### Work to do
Repeat, exactly and in full, the lines of the listing below, but without any pictures.

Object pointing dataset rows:
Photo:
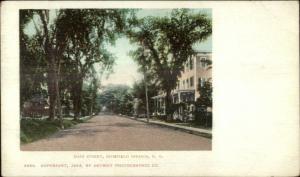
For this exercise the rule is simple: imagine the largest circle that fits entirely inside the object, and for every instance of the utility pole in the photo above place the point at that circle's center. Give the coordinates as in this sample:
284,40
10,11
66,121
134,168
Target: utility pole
146,93
146,53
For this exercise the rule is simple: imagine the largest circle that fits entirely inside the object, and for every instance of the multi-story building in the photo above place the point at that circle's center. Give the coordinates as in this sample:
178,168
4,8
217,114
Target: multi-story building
196,71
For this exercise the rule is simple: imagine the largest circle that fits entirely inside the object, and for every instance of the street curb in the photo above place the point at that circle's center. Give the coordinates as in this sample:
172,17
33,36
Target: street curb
194,132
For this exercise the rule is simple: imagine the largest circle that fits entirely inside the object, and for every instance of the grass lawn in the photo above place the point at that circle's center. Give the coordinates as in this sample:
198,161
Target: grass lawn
32,130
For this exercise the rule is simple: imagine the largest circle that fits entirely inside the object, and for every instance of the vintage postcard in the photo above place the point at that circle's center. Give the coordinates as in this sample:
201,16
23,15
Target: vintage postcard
109,88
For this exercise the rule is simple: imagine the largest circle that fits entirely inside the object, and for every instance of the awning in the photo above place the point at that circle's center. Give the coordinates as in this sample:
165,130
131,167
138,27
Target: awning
159,96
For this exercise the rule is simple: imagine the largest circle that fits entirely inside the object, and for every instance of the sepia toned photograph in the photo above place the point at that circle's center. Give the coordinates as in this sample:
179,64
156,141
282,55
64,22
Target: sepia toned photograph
149,88
115,79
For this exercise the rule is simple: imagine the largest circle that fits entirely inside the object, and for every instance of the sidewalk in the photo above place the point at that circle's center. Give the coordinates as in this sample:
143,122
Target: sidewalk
191,130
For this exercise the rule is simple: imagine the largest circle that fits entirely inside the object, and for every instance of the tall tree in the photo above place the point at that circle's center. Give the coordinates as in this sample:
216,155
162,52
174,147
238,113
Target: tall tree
169,41
89,31
32,61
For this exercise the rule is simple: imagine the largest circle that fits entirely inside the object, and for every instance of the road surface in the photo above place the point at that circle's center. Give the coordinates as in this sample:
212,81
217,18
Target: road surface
111,132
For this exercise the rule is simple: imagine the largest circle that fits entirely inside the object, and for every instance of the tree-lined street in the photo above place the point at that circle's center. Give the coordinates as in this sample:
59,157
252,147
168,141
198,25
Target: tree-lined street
112,132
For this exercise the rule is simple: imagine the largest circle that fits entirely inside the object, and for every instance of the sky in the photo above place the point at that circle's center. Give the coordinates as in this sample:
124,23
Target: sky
125,70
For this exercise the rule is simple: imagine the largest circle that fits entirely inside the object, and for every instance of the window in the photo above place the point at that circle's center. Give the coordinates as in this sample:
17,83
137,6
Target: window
187,83
187,66
191,64
203,62
192,81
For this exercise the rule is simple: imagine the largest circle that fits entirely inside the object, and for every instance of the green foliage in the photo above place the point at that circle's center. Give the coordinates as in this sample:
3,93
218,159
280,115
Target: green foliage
202,116
63,51
117,98
138,91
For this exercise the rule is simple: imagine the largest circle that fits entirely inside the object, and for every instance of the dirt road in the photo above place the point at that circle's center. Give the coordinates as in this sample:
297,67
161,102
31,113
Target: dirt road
111,132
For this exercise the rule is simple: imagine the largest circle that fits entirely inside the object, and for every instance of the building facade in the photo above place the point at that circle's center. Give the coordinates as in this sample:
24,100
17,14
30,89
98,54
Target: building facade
197,70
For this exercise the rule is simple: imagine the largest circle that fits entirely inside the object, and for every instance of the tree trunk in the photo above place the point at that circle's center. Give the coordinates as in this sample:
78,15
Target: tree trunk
77,98
168,104
59,110
52,87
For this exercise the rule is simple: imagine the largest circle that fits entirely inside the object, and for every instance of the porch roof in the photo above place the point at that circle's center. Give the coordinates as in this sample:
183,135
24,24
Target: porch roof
159,96
183,91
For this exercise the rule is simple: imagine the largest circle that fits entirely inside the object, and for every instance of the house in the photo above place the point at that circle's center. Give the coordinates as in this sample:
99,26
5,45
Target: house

### Expected output
Photo:
For this exercise the rule is simple: imagine the largest circle that fits entirely inside the object, and for every instance of the utility pole in the photo above place the point at that circle's center. Give the coordinates as in this sample:
284,40
10,11
66,121
134,168
Target: utility pole
146,93
146,53
For this exercise the rule is simple: imagine the largest circle that fits entirely inside the object, and for every instance of the multi-story building in the photo above place the point at that circle's center. Give the coordinates as in this sample:
178,168
4,8
217,114
Target: multi-story building
196,71
For this exercise the rule is simple: imagine the largest circle that fits entirely inside the object, and for every instance of the street curb in the photo above place the point at that circle's center. Give the coordinates as in this sample:
172,17
33,36
Target: street curb
194,132
For this exercise the rule is simple: imagine the largest circle that fits entirely inside the object, and for every instance of the grass lawn in the photo above place the point at that circle's center. Give the coordinates as in this sample:
198,161
Target: grass lawn
32,130
For this exercise the rule is simple: imagine the largest circle that fits entirely inside the object, and for every instance of the vintage postcard in the photo above place the point at that circle's center. Give the coordinates as in this sample:
201,16
23,15
Target: vintage postcard
109,88
For this exercise the rule is simple: imagine the largest circle that fits entirely inside the object, and for every instance of the awning in the photo above place the point at that circle's center. Give the coordinates as in this sample:
165,130
131,167
138,27
Target: awning
159,96
For this exercise the rule is simple: imagine the largest circle that fits entirely inside the object, and for every instance of the sepia toned photograph in the photo above place the point at that circle's center. Give the coordinates as in this sample:
179,64
156,141
282,55
64,22
Target: sepia toned photograph
149,88
115,79
For this exercise the rule is simple: imagine the largest circle that fits entirely inside the object, and for every instance of the sidewalk in the photo above place the point at that circle's center. Give the coordinates as in this sample:
143,122
Target: sidewalk
191,130
For this exercise the rule is simple: imagine the largest circle that fits entirely inside the object, and for every instance of the tall tree in the photo above place the point at that circle's center. Give the coordinates as in this sample:
216,155
162,52
174,147
238,113
Target: tall tree
169,41
89,31
32,61
For this exercise the rule is simple: imagine the largest circle that fits entirely inside the object, and for every instance of the road surface in the photo above place the point at that circle's center. Give the coordinates as in this sample:
212,81
217,18
Target: road surface
111,132
For this exercise the rule is simple: imagine the largest circle that fits entirely inside the object, and for every instance of the tree-lined street in the photo above place the point at that circle's center. Give the coordinates as in this sample:
59,157
252,147
168,141
198,25
Target: tree-lined street
112,132
For this exercise the rule is simple: imagine the largest circle that fits entirely inside the object, and for every instance of the sky in the photo above place the point at that circle's center. Give the coordinates as in this sample:
124,23
Target: sky
125,70
For this exercise the rule is simple: imagine the largest circle that fits entirely inside the object, and for every instance of the window in the photo above place the point at that circle's center. Give the coordinates as in this sample:
17,83
137,6
Target: window
187,83
187,66
191,64
203,62
192,81
For this exercise the rule is simple: imagine the largest circle that fits entirely inside the object, and for every instance of the green foliage in the photo above place the point at that circle's center. Give the coordinates as in this sample:
3,93
218,159
280,115
Target: green foliage
202,116
63,51
117,98
138,91
For this exercise the rule is simple: imagine the largest circle that fits entirely inside the object, and for every instance of the dirt road in the photo above place the point at that circle's center. Give the coordinates as in this sample:
297,67
161,102
31,113
Target: dirt road
111,132
For this exercise the rule is simple: imagine the largest circle that fits entirely inside the object, and for every instance of the building facade in the photo above place the point at that circle's center. Give the coordinates as in this sample:
24,100
17,14
30,89
98,54
Target: building facade
197,70
For this exercise the rule is simple: imagine the largest circle that fits entirely inside the object, and for every instance of the tree trunk in the photo above place the point at that circle's center. Give the coordinates as in this sample:
78,15
Target: tree trunk
77,98
168,104
59,110
52,87
For this exercise the rule is simple: imagine the largest circle that fits entirely inside the object, and for every instance of the porch roof in the photo above place the point at that circle's center. Give the coordinates as in this sample:
183,135
24,24
Target: porch roof
159,96
183,91
For this exercise the rule is simple: imagine the largest circle that fits entirely inside the object, and for every instance of the house in the photo above place the point at that circle's center. Give the coordinates as in this sample:
99,26
5,45
Target: house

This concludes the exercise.